"Don't Wanna Know" is a song by American pop rock band Maroon 5. It features additional vocals from American rapper Kendrick Lamar. The song was released on October 12, 2016, as the lead single from their sixth studio album Red Pill Blues (2017), included on both the deluxe and Japanese editions of the album. The song reached the top 10 in 23 countries, including number 6 in the United States. Critical reception to the song was mixed, with critics praising its production but criticizing Lamar's verse and repetitive chorus.

Background and release
On October 11, 2016, Maroon 5 announced a single "Don't Wanna Know" featuring Kendrick Lamar, will be released worldwide at midnight on the following day, October 12. Lamar was known in the 2013 song "YOLO" by The Lonely Island featuring the band's lead singer Adam Levine, which Lamar previously collaborated with Levine.

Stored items
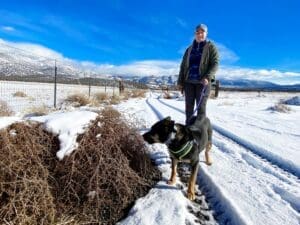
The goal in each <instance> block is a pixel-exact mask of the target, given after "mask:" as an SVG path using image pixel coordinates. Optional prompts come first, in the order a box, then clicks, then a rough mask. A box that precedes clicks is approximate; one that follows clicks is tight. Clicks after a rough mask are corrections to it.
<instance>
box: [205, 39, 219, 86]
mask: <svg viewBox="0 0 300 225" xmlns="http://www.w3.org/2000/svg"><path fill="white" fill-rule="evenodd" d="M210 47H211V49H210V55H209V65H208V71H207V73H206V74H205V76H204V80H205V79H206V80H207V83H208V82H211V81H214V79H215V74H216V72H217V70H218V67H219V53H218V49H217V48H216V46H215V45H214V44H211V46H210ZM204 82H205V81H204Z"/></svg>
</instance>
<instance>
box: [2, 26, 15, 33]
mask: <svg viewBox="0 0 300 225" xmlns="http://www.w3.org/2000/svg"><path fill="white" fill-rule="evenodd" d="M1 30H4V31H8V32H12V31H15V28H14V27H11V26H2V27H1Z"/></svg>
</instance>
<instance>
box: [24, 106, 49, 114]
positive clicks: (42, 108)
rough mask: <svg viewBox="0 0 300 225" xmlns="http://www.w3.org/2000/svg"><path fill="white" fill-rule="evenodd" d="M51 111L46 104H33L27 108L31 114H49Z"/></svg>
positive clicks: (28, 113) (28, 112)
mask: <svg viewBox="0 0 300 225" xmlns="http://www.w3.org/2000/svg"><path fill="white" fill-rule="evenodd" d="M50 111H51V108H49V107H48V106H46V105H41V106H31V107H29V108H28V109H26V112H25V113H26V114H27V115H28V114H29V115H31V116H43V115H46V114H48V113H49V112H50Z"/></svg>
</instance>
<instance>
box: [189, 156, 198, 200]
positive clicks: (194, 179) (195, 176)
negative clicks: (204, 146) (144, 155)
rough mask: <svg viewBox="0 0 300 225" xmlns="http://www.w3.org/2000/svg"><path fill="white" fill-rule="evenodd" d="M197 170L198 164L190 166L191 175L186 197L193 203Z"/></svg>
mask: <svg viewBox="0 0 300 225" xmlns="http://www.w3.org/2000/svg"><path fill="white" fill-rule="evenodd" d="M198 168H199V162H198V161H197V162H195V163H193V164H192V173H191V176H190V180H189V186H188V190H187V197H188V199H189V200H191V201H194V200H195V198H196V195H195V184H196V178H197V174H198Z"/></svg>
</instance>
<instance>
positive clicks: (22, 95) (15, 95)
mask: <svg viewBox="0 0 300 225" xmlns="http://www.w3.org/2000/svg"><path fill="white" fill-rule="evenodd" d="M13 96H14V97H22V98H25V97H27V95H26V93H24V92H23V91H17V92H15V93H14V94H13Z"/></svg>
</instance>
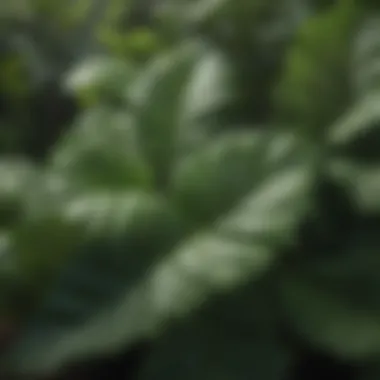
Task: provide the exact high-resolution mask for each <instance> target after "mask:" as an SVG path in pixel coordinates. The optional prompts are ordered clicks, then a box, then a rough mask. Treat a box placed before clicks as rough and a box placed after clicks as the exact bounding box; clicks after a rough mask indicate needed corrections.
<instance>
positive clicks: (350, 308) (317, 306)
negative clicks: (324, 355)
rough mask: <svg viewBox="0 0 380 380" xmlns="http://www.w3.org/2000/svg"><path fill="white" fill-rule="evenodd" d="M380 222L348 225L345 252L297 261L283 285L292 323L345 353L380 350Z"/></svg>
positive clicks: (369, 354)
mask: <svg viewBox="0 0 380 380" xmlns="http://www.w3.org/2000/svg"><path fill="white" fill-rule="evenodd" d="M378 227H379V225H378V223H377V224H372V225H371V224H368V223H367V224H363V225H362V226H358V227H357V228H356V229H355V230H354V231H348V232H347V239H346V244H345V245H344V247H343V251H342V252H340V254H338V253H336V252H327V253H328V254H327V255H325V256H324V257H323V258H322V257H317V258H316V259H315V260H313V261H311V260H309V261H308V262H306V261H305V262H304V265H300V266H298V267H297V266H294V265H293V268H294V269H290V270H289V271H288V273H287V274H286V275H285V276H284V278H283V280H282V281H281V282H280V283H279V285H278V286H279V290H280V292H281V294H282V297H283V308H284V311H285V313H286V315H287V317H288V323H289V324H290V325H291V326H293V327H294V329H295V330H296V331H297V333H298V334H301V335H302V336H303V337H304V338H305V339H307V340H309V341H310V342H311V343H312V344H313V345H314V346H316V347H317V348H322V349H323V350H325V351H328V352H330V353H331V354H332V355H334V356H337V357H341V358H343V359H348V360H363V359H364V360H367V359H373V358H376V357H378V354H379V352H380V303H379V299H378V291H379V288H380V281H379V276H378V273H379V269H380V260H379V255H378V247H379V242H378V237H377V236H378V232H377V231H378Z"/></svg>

Directive A:
Reproduce the portion of the song article starting with "Background and release" and going on through "collaborated with Levine.".
Directive B:
Please list every song or album title named in the song article.
Directive C:
According to the song article, what position did the song reach in the United States?

Answer box A:
Background and release
On October 11, 2016, Maroon 5 announced a single "Don't Wanna Know" featuring Kendrick Lamar, will be released worldwide at midnight on the following day, October 12. Lamar was known in the 2013 song "YOLO" by The Lonely Island featuring the band's lead singer Adam Levine, which Lamar previously collaborated with Levine.

Answer box B:
"Don't Wanna Know", Red Pill Blues, "YOLO"

Answer box C:
Number 6.